■ Text excerpt:
+++

Most dental practices collect data. Far fewer use it. The difference between a practice that grows steadily and one that plateaus often comes down to knowing which numbers matter — and checking them consistently.
Whether you run a single-location general practice or manage operations across multiple offices, these five financial KPIs give you the clearest picture of your practice's health. More importantly, they tell you exactly where to act when something is off.
1. Practice Production: The Starting Line for Everything
Production is the total value of dentistry performed in your practice over a given period. It sounds simple, but there are two numbers here that tell very different stories.
Gross production is the full value of services rendered at your standard fee schedule — before any adjustments, write-offs, or insurance contractual reductions. Net production is what remains after those adjustments. Net production is your real revenue ceiling.
Why It Matters
If your gross production is climbing but net production stays flat, you are likely taking on more insurance plans with deeper write-offs. That is not necessarily bad, but you need to see it happening in real time rather than discovering it at year-end.
What to Track
- Monthly and quarterly net production trends — Look for consistent growth in the range of 5-15% year over year
- Production per provider per day — This isolates whether growth comes from adding capacity or improving efficiency
- Net-to-gross ratio — A declining ratio signals increasing write-offs that deserve attention
TMR Take: The best practice management platforms let you pull production reports broken down by provider, procedure code, and time period without exporting to a spreadsheet. If your current software makes this difficult, that alone is a reason to evaluate alternatives. See our reviews for platforms with strong reporting suites.

+++

■ Records provided:
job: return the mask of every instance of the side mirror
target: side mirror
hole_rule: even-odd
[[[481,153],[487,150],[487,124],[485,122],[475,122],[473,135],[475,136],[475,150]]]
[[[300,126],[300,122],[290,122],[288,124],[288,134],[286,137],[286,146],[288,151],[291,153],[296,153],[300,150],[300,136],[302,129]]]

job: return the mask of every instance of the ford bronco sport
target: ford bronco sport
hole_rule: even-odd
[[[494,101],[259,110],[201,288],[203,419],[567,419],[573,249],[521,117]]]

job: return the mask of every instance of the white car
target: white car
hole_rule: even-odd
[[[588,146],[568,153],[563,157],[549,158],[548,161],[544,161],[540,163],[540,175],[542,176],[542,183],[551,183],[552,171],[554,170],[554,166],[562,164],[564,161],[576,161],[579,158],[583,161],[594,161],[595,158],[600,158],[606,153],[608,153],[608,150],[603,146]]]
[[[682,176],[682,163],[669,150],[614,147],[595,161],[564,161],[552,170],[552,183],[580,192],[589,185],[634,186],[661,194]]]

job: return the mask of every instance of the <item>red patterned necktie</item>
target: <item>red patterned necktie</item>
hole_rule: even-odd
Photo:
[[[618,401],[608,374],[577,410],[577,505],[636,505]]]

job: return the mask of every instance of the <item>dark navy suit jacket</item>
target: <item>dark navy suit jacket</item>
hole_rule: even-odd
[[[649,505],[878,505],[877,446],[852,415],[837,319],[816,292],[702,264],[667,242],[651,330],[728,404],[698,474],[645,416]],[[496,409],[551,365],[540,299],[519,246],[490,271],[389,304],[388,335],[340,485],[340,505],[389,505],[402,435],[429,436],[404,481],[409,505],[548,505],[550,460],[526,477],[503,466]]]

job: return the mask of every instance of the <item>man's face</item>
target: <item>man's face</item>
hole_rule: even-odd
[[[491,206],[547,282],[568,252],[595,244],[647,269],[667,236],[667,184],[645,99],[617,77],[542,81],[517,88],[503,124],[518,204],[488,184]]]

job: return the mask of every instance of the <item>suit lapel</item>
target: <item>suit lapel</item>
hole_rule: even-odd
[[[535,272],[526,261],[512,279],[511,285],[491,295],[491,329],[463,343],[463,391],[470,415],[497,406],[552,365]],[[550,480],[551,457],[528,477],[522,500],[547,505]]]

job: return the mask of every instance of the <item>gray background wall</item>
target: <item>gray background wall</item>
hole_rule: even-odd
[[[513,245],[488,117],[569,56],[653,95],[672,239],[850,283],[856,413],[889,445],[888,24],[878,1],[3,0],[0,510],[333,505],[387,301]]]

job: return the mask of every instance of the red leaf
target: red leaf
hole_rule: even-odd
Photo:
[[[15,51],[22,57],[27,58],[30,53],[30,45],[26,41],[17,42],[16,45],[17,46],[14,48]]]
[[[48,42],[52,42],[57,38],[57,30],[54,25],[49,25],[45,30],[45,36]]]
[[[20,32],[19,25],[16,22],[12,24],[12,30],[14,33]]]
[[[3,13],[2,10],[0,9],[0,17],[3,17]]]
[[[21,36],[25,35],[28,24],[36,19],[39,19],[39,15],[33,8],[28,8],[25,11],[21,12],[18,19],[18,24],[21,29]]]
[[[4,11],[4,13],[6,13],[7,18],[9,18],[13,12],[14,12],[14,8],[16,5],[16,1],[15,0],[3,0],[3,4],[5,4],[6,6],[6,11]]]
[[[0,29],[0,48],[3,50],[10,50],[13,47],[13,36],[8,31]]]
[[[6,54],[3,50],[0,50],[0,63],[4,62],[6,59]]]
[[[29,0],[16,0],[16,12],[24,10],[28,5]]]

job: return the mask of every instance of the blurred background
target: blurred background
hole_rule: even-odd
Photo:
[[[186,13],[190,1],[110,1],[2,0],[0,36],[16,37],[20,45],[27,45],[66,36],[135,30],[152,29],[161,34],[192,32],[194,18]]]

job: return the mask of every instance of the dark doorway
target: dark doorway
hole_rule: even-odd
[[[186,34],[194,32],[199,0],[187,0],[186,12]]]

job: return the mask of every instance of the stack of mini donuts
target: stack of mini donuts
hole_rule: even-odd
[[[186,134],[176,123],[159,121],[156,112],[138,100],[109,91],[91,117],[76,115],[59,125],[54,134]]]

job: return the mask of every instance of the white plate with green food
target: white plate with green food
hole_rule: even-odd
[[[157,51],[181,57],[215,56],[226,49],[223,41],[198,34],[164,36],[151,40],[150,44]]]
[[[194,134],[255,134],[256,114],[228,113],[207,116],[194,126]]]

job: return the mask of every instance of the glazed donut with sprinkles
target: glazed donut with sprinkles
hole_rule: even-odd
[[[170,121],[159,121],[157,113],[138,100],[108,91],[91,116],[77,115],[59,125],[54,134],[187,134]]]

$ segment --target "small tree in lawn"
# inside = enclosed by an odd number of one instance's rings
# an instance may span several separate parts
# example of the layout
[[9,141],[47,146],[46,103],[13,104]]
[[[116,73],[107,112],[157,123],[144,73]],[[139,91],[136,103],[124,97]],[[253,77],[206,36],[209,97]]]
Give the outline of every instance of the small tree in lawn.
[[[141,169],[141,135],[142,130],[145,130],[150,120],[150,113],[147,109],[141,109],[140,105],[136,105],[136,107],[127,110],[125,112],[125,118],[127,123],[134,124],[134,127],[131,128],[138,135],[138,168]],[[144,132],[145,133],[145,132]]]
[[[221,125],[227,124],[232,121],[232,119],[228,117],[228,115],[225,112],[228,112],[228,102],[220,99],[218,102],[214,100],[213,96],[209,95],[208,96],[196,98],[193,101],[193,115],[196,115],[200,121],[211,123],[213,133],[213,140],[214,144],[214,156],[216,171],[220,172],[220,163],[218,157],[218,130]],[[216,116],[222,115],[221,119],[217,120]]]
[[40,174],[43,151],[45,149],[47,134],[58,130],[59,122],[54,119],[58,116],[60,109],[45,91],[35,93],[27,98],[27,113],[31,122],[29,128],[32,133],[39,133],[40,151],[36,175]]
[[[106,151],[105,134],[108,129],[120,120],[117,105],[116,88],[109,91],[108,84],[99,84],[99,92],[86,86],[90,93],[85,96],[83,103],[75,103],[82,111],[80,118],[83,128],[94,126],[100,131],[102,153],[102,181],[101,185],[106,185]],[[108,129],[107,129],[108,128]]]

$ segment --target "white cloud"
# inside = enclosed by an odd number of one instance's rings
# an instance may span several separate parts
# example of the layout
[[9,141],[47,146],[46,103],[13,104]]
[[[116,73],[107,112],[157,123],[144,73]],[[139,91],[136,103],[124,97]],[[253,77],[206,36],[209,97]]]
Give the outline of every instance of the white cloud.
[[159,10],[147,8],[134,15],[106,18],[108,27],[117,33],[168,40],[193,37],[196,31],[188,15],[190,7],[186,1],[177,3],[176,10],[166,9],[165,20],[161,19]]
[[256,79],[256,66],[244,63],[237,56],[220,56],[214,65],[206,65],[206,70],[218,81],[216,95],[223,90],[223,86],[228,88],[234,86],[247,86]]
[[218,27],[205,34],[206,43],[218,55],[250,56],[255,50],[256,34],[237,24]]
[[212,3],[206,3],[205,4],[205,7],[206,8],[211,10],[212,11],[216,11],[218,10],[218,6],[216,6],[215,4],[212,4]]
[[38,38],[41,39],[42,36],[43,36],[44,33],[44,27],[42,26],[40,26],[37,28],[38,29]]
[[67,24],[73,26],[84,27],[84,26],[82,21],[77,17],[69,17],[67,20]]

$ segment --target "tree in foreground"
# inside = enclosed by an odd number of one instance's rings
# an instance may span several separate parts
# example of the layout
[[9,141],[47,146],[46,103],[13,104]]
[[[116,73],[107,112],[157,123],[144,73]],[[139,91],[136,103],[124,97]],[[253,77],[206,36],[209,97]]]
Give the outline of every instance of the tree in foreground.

+++

■ Parts of the exercise:
1) Rewrite the part of the dental practice text that begins with the words containing "1. Practice Production: The" and ends with "it at year-end.", swapping "write-offs" for "discounts".
2) List every item the dental practice text gives under "What to Track".

■ Answer section:
1)
1. Practice Production: The Starting Line for Everything
Production is the total value of dentistry performed in your practice over a given period. It sounds simple, but there are two numbers here that tell very different stories.
Gross production is the full value of services rendered at your standard fee schedule — before any adjustments, discounts, or insurance contractual reductions. Net production is what remains after those adjustments. Net production is your real revenue ceiling.
Why It Matters
If your gross production is climbing but net production stays flat, you are likely taking on more insurance plans with deeper discounts. That is not necessarily bad, but you need to see it happening in real time rather than discovering it at year-end.

2)
- Monthly and quarterly net production trends
- Production per provider per day
- Net-to-gross ratio